Return all entries word for word, but drop any images.

Point labeling examples:
☆ ☆ ☆ ☆ ☆ ☆ ☆
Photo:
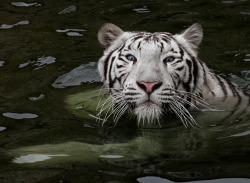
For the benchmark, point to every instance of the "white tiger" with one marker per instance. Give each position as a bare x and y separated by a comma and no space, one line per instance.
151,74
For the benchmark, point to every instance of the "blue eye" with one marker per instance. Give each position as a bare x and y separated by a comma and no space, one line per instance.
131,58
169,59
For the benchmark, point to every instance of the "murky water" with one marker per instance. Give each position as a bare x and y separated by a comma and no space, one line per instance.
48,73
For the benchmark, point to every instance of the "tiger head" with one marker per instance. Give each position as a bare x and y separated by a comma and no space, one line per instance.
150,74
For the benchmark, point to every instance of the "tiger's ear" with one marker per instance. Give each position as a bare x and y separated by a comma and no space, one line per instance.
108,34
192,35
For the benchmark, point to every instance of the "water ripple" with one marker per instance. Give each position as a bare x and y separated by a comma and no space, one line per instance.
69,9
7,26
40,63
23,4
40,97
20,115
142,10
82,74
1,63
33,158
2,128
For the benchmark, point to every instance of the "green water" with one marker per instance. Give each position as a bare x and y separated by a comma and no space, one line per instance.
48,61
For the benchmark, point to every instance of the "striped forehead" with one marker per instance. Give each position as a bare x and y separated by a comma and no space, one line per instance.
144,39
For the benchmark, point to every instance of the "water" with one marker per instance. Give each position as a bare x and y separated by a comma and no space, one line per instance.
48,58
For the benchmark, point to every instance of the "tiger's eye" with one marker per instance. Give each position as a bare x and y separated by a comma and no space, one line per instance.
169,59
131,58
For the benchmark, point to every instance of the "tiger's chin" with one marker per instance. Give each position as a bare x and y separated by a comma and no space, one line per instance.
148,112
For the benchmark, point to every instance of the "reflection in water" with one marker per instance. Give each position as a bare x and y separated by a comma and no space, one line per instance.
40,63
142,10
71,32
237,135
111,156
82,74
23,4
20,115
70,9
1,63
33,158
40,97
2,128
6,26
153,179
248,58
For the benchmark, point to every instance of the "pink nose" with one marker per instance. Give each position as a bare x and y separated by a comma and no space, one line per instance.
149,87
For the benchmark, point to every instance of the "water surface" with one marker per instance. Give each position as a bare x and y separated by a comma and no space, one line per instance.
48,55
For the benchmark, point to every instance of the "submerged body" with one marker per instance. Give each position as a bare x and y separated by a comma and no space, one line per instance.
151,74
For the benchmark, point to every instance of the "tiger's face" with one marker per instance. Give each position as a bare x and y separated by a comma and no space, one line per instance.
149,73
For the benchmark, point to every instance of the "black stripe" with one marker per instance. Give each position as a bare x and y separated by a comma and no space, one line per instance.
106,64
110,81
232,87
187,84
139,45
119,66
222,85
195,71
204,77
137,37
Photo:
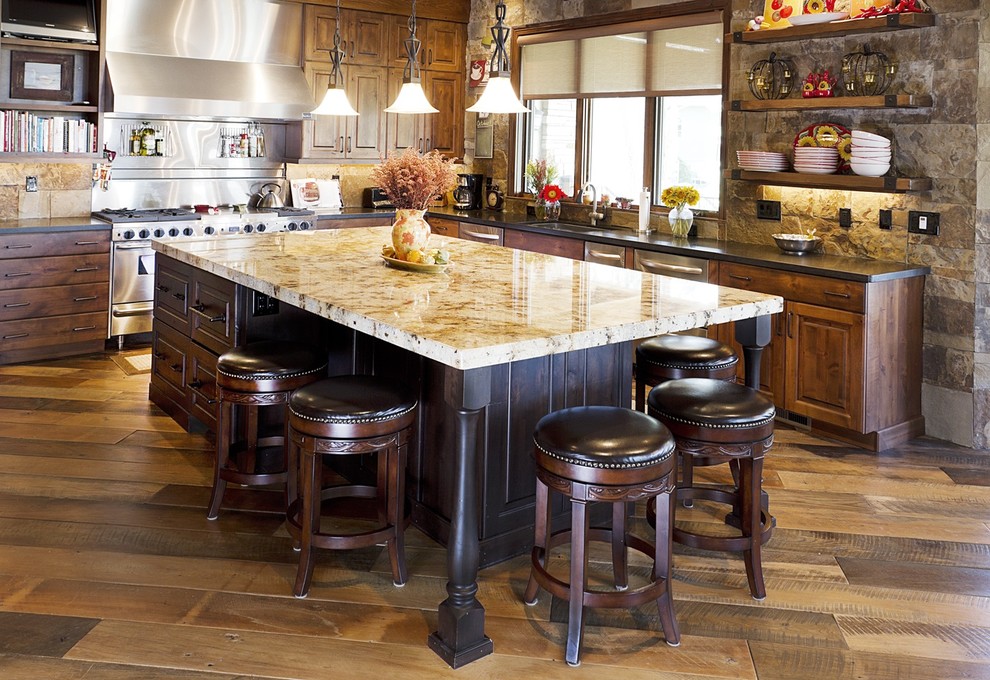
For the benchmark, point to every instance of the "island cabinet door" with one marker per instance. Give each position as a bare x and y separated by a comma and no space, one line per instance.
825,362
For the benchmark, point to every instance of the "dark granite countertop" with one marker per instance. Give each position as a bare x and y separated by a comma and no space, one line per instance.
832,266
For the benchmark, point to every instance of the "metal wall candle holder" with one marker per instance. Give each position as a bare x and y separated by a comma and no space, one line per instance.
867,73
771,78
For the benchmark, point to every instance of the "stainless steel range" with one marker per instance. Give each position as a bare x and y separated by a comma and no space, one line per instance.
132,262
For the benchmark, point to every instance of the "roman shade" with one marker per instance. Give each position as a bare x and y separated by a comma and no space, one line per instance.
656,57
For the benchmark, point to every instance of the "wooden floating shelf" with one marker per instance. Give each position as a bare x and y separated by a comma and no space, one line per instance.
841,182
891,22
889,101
☆ ☆ ☆ ☆ ☆ ☆ ☆
### Output below
Photo:
For the benchmark, point to every instance of the "white tiger" with one marker per instance. Give each position as a bare x and y separated by a comma and no space, one line per instance.
151,74
For the benchmark, point to every instance of the "blue eye" with one marker per instance. Give each position as a bare x and y separated by a comma and no space, one line per instance.
131,58
169,59
For the benchmark, point to every instance of the "murky water" with one marker per instance. Give each position as a bare x and y separated by a comma and no space, one line per instance.
48,73
For the benchmark, point to every instance of the "tiger head" with one marker per instance. Give each position as a bare x and y separated by a comma and no space, one line per instance.
150,74
For the benchmark, point to every instance of the "tiger's ear" with one marker per instance. Give each position as a bare x and y separated by a comma and no space, one line per instance.
108,34
192,35
For the benchmark, point to every instance of the "water ripple" with one marker per instance. Give each position as a bare x and y separated by a comma and no space, one line per instance.
69,9
7,26
40,63
23,4
40,97
20,115
142,10
82,74
1,63
33,158
2,128
For the benchmark, point to every instance of the "green water" with one marker per instance. Give each position as a bare x and y separated by a comma and no space, one line per instance.
48,61
For the benchmark, point to every instance of the "striped forehead" with one marker per instance. Give each position as a bare x and y separated by a comma and no space, one line per instance.
144,39
For the benchmark, point to every instance of the "water" with one marker per instance. Give each position as a bare x and y separated by a comma and no space, one line per instance.
48,58
For the benchmark, point to every instance of the "tiger's eye" with one marker per instance. Give each position as a bare x and y separated by a comma and no space, one line per instance.
169,59
131,58
For the benchmark, point to every instance of the "tiger's chin" with one marker per instance. Give each position as a bare x and y separated by a comma and no space, one line per instance.
148,112
For the benchmark, point to every instance of the "reflection in water" with one marker per instance. Give each position as a bare x and y separated by a comma and no space, one line per instance.
40,63
142,10
71,32
237,135
111,156
82,74
23,4
20,115
70,9
1,63
33,158
40,97
2,128
6,26
153,179
248,58
For the benchmark, point to every instance of the "pink nose" with one marker per instance. Give each position as a bare x and y separated by a comma and no space, one line per instance.
149,87
For the benchmark, point to every instance of the "water surface" with one marker per instance. Give each position as a bare x and y separated by a comma and no space, one line per instance.
48,55
For the benchmark, point to every instance of the "submerged body" with one marker per instance. Give each position as a bare x and y separated by a comma and no space, one line per instance.
151,74
For the benchmark, point to every instance of the "tiger's face" with one marker per instance. Give each position as a bare x and y separated by a comma and no space, one line per instance.
149,73
For the benchmark, point to every instance of the "black stripe" with one marker per instance. Give each position as a bare x and y separated by a comma and no space, one line per instance.
106,64
110,81
232,87
187,84
139,45
119,66
222,85
195,71
204,77
137,37
Photo:
For the benchmark, point to every instance of the "island cabinet door" with one marker per instance. Give each position as a bare x and y separated by a comma and no space, one line per instance.
825,362
For the benchmark, point to every instance of the "dark granite countertop" with one marker per instance. Give each position as a bare x and y separated by a comma and no space, one line per instance.
832,266
For the benchmark, point to every instance of the "metal wall candle holder" with one marker per instance. Give each position as a bare x and y separated by a comma and no space, one line per instance.
867,73
771,78
For the benchmark, point to every instance of the "stainless steel range" with one marker per instance. Give each position as a bare x and y separated by a comma and no space, one line per instance.
132,262
For the benchmark, point to every instance of the "roman shade" with one marker per instance. Give each position as a bare x and y separated by a comma and no space, one line per instance.
656,57
For the benchmark, point to every instance of the "wooden floating shelf" with one marker per instance. Give each position as a bare x and y separated by a comma and no space, one line per instance.
841,182
891,22
889,101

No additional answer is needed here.